Items stored from a collection:
===
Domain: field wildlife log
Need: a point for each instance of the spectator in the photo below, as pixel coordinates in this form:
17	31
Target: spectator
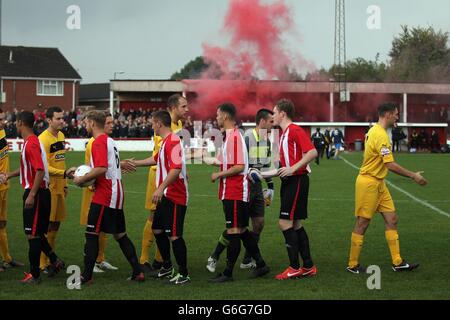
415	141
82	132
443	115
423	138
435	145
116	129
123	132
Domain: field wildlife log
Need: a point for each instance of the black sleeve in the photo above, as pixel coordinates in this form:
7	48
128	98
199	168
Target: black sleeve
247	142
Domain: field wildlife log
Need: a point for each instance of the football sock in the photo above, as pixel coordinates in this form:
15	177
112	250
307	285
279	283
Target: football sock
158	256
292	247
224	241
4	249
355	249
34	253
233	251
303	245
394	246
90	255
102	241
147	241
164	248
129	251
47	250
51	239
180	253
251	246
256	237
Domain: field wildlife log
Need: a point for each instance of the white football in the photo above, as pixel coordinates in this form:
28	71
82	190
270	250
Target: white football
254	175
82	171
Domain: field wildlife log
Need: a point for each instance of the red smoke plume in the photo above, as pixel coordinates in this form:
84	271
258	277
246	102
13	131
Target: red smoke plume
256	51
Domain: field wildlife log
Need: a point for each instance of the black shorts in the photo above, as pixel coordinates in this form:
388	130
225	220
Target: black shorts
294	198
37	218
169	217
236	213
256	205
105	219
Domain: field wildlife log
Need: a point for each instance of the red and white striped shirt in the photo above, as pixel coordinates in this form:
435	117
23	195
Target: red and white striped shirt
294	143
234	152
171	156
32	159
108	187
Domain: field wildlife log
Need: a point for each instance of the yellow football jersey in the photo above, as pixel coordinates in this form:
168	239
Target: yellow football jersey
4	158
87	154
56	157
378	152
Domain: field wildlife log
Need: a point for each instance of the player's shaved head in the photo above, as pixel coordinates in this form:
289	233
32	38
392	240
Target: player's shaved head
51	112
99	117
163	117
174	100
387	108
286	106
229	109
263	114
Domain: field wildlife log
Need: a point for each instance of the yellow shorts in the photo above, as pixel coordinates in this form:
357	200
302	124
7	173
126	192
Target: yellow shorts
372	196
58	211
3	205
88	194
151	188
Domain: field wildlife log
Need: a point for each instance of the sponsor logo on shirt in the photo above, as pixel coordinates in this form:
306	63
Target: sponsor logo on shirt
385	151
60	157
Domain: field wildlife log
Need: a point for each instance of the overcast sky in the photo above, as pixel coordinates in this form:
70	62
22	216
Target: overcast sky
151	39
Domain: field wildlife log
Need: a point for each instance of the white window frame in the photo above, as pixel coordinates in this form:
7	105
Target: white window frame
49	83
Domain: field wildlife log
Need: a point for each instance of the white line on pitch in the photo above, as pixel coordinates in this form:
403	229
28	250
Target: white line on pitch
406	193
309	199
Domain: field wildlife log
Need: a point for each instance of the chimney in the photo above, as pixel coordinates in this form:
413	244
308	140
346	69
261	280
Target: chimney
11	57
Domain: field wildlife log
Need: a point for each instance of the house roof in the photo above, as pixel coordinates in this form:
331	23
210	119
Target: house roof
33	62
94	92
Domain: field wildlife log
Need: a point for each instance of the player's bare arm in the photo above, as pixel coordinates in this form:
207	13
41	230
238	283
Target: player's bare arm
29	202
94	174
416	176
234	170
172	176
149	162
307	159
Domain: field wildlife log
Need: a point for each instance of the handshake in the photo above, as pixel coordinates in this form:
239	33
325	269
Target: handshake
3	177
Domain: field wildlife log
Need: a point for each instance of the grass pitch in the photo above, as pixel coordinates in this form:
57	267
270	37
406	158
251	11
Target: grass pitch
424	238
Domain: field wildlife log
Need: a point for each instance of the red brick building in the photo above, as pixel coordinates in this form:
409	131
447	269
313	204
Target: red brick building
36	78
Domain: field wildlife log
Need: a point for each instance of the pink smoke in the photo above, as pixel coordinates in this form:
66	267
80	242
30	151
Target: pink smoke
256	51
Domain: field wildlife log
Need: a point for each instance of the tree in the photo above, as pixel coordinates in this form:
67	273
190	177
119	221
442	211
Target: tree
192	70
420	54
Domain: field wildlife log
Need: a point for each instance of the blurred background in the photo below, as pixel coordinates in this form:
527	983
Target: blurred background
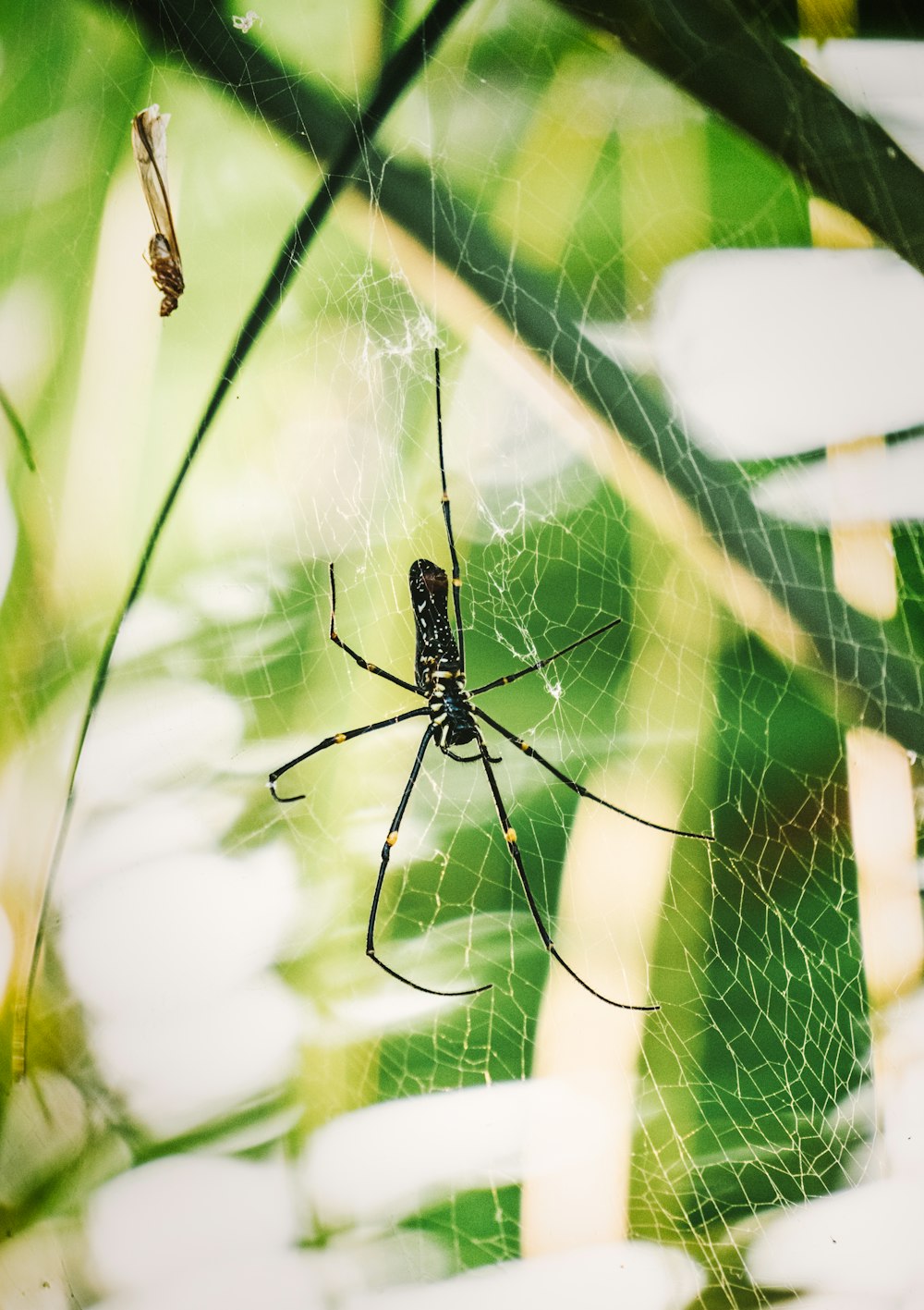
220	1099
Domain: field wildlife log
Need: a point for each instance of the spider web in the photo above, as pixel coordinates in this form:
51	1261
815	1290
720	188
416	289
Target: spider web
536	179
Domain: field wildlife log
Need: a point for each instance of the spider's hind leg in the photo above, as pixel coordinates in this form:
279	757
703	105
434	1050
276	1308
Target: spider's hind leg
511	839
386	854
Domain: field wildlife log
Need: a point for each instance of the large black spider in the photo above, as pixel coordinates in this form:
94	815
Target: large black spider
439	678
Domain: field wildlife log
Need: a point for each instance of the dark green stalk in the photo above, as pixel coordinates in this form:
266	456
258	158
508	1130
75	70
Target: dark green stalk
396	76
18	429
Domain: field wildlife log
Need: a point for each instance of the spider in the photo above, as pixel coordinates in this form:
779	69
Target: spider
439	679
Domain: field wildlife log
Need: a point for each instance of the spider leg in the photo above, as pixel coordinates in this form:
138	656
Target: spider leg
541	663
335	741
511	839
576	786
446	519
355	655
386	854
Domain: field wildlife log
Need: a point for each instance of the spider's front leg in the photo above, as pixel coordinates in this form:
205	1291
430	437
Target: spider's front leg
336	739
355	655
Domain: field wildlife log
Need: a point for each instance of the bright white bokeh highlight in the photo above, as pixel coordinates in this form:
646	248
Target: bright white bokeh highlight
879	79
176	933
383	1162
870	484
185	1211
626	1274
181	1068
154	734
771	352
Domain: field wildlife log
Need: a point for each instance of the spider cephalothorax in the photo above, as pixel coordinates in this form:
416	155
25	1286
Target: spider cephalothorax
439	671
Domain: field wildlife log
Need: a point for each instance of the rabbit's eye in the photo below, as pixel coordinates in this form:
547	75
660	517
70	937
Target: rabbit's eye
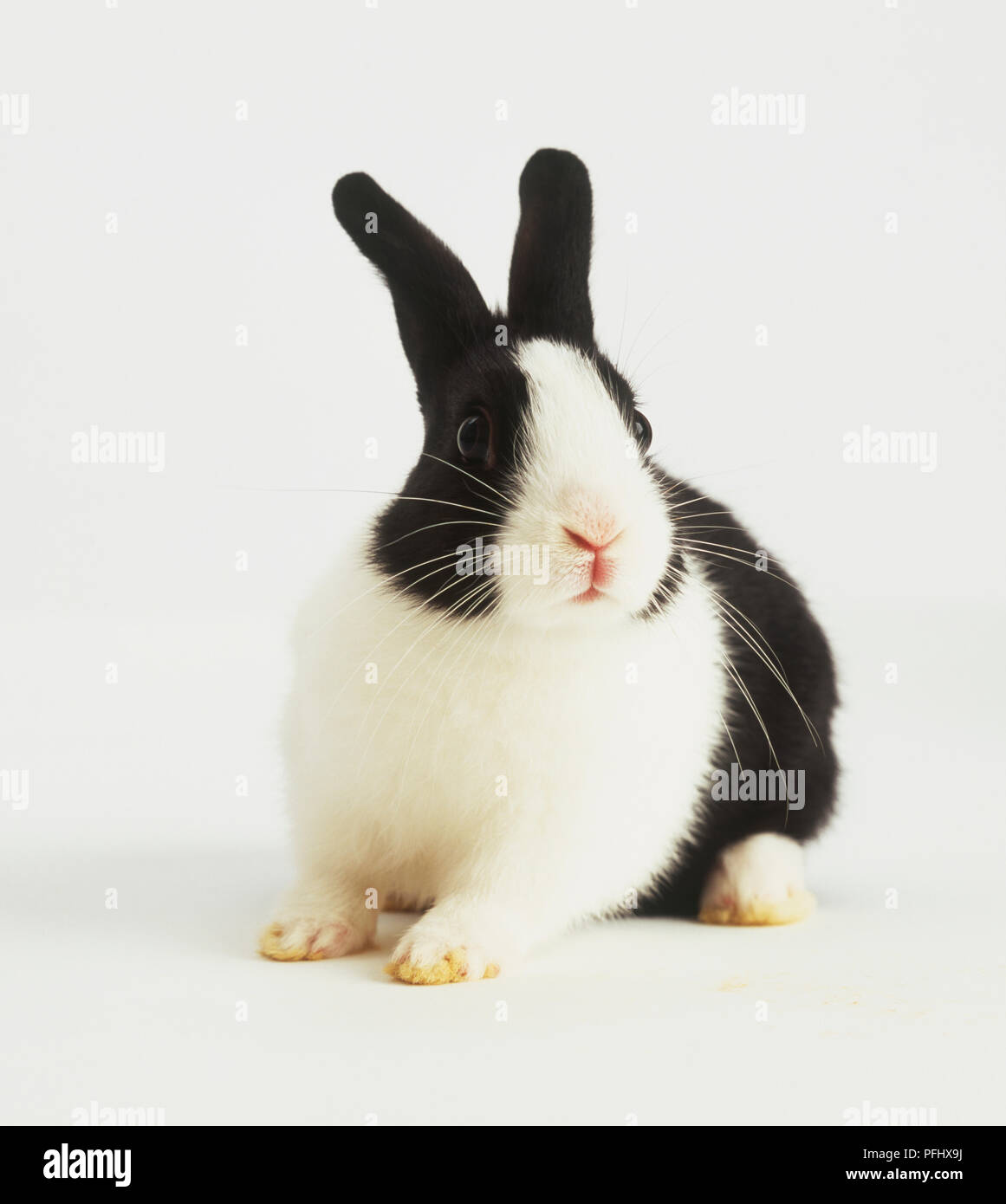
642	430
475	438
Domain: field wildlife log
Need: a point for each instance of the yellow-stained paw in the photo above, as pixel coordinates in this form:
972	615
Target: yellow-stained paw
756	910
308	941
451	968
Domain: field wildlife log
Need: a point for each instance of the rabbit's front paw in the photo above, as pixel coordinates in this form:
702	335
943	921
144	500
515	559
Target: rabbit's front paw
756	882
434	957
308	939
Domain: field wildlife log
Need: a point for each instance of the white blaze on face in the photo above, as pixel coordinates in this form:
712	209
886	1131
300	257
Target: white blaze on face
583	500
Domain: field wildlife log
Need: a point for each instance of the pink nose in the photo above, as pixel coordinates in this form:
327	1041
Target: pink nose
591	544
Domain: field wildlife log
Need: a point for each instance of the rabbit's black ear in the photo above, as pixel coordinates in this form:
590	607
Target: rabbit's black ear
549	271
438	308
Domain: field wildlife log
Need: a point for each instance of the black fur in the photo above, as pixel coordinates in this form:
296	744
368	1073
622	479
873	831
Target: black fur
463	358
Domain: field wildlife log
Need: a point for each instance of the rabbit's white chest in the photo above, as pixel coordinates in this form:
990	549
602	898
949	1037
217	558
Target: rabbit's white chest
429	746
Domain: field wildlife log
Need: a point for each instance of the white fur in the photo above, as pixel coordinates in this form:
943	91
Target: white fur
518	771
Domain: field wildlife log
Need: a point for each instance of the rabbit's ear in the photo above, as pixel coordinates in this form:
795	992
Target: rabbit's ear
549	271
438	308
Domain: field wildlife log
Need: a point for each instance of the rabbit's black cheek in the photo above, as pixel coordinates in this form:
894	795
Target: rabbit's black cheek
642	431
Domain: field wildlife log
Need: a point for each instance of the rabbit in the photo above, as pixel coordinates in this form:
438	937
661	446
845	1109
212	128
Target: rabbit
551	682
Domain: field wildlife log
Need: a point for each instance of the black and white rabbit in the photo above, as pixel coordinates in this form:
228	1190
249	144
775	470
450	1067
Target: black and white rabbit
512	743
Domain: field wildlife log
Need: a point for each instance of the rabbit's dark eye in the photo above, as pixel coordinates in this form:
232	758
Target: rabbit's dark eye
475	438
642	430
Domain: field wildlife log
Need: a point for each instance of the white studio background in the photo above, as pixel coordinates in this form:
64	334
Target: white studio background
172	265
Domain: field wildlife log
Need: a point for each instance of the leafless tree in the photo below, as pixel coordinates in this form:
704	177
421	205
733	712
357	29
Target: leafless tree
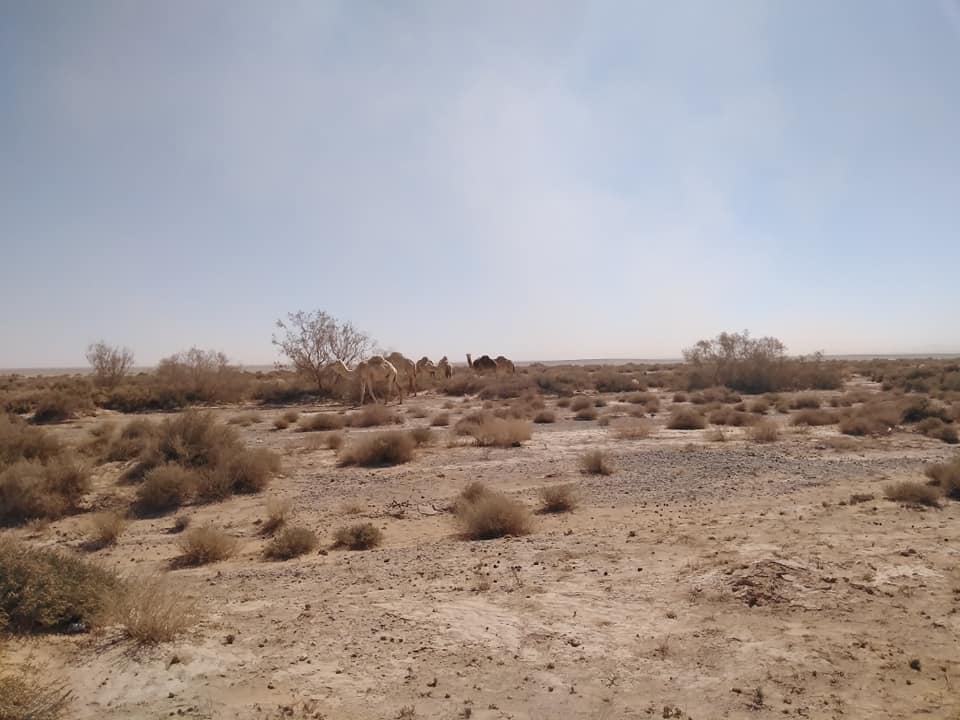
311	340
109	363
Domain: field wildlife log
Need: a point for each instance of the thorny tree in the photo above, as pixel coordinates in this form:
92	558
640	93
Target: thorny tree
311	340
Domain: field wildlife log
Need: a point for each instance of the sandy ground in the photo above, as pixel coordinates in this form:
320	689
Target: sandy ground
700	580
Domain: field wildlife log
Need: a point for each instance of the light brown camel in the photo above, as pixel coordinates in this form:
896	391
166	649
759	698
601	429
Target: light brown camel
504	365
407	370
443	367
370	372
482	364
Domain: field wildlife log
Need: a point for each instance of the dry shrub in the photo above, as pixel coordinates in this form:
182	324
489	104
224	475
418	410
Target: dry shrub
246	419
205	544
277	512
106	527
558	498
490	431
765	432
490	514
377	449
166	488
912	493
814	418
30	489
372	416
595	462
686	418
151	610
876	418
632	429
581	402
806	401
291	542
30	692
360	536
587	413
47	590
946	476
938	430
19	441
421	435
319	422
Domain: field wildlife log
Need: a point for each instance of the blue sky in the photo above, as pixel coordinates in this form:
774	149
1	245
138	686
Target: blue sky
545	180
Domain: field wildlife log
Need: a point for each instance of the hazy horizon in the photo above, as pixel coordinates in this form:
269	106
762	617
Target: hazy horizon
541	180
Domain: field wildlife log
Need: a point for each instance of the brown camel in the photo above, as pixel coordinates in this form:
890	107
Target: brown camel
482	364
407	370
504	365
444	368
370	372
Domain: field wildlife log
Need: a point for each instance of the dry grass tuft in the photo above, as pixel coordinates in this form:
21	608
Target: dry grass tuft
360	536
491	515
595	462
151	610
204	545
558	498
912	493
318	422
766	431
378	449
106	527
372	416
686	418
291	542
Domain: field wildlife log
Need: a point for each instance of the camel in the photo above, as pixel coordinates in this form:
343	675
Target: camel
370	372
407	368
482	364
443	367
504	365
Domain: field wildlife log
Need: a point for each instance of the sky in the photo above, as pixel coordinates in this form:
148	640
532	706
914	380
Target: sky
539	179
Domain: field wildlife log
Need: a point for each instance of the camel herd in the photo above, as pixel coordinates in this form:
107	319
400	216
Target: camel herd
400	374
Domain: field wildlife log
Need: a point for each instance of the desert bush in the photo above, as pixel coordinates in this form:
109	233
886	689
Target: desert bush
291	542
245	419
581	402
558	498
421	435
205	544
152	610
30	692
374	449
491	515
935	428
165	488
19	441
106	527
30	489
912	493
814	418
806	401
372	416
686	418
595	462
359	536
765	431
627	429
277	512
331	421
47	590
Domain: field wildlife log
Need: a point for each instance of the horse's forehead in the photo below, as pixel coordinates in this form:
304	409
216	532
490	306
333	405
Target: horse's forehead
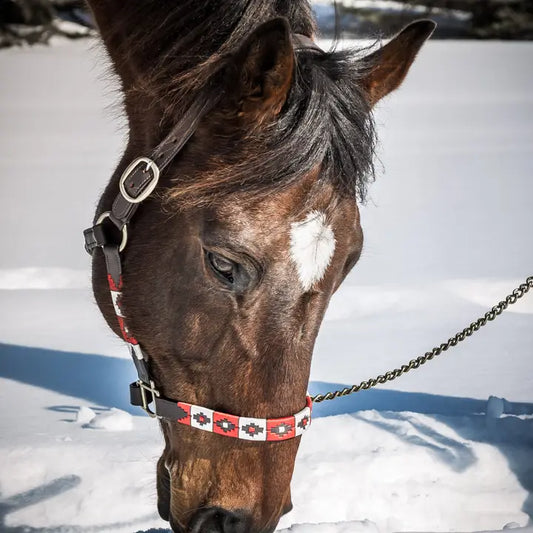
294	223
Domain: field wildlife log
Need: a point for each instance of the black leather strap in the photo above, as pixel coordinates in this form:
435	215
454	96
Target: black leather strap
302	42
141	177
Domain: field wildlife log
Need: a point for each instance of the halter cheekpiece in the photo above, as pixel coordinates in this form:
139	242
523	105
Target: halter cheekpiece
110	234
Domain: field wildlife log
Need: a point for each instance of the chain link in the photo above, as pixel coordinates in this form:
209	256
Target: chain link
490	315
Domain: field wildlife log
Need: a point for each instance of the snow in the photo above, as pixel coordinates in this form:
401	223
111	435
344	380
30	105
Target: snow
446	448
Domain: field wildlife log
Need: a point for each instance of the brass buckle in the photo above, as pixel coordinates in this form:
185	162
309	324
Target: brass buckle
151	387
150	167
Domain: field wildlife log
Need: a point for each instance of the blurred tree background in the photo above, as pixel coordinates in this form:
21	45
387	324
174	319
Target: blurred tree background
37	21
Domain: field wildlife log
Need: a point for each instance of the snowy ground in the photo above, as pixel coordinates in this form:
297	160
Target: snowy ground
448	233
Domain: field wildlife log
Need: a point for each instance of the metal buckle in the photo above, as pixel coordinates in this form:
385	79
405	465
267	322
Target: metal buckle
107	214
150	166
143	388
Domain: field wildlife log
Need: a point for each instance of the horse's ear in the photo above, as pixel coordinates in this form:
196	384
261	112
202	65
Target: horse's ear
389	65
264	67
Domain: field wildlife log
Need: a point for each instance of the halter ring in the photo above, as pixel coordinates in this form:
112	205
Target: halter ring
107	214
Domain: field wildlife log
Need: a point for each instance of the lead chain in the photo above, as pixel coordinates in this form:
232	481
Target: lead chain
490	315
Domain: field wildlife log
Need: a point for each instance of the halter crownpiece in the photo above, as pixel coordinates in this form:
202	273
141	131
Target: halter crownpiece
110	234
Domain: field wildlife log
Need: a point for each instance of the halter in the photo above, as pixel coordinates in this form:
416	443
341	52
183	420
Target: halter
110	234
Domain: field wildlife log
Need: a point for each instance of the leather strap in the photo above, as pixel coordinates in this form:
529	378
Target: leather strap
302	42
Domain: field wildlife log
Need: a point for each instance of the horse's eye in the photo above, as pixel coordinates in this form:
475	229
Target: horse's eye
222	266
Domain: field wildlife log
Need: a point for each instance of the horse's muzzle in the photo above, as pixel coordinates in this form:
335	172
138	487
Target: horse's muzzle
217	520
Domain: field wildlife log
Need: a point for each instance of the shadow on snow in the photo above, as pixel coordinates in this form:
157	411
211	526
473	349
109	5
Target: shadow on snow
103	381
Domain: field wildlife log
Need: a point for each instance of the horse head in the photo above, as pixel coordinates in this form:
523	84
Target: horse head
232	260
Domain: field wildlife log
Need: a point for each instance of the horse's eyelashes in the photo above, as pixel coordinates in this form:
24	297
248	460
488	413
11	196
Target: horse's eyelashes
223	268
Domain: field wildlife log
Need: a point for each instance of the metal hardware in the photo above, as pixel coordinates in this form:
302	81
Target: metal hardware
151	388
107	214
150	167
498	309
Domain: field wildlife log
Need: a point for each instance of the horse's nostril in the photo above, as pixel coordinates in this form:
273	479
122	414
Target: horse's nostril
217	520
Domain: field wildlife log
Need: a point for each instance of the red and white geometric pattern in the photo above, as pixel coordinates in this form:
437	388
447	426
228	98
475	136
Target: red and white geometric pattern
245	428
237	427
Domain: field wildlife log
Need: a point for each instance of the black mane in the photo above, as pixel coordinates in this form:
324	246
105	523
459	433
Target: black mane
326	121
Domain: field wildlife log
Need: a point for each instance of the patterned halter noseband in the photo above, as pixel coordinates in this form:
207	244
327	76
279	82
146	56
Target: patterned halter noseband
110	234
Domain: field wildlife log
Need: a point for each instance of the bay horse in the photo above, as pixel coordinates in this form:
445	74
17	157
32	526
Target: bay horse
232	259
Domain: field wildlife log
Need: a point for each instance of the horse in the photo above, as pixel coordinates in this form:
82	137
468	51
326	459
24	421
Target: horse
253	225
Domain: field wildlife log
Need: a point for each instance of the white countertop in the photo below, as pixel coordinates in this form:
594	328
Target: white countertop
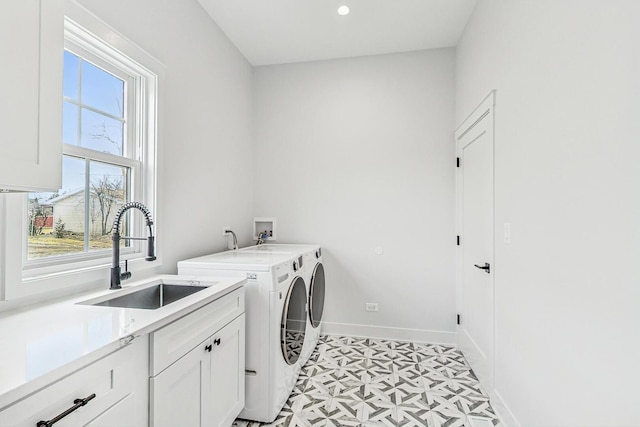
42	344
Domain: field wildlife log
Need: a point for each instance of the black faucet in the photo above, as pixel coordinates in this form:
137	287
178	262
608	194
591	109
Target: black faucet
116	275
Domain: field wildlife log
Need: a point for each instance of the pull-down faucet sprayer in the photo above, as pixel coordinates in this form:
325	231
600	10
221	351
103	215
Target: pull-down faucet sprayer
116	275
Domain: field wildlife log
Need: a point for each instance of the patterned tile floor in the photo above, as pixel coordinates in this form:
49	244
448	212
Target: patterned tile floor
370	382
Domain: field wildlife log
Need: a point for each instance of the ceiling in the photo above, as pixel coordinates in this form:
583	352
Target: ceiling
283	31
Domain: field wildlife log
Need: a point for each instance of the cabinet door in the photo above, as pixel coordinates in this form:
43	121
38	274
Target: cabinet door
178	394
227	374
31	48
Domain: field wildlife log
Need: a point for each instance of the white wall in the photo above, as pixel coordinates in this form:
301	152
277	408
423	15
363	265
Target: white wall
===
_Set task_.
Count the lines in the entries above that contain the word "building", and reply with only the number.

_Task answer_.
2